Problem requirements:
The expected output is every entry, repeated word for word.

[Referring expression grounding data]

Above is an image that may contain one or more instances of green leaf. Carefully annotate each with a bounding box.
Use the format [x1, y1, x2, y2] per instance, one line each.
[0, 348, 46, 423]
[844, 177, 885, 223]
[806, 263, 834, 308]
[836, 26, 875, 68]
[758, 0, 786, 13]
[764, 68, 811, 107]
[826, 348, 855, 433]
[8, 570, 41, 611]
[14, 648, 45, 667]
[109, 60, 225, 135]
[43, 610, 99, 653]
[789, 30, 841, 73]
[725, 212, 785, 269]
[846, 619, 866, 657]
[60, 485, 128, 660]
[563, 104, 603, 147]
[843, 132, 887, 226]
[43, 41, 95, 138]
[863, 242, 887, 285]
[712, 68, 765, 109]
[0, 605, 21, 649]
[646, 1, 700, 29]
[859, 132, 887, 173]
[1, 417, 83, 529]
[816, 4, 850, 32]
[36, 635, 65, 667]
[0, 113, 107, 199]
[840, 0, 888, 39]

Written answer:
Above is an image that may contain one or more instances of green leaf. Carefully annotate each with a bounding box.
Use the format [x1, y1, x2, y2] per instance, one line each.
[0, 348, 46, 423]
[844, 177, 885, 223]
[806, 263, 834, 308]
[836, 26, 875, 68]
[758, 0, 786, 13]
[764, 68, 811, 107]
[826, 348, 855, 433]
[8, 570, 41, 611]
[14, 648, 45, 667]
[109, 60, 225, 135]
[43, 610, 99, 653]
[789, 30, 841, 73]
[725, 212, 785, 269]
[846, 619, 866, 657]
[60, 485, 128, 660]
[563, 104, 603, 147]
[843, 132, 887, 226]
[43, 41, 95, 138]
[863, 242, 887, 285]
[712, 68, 765, 109]
[0, 605, 21, 649]
[646, 1, 700, 29]
[859, 132, 887, 173]
[1, 417, 83, 529]
[816, 4, 850, 32]
[36, 635, 65, 667]
[0, 113, 107, 199]
[840, 0, 888, 39]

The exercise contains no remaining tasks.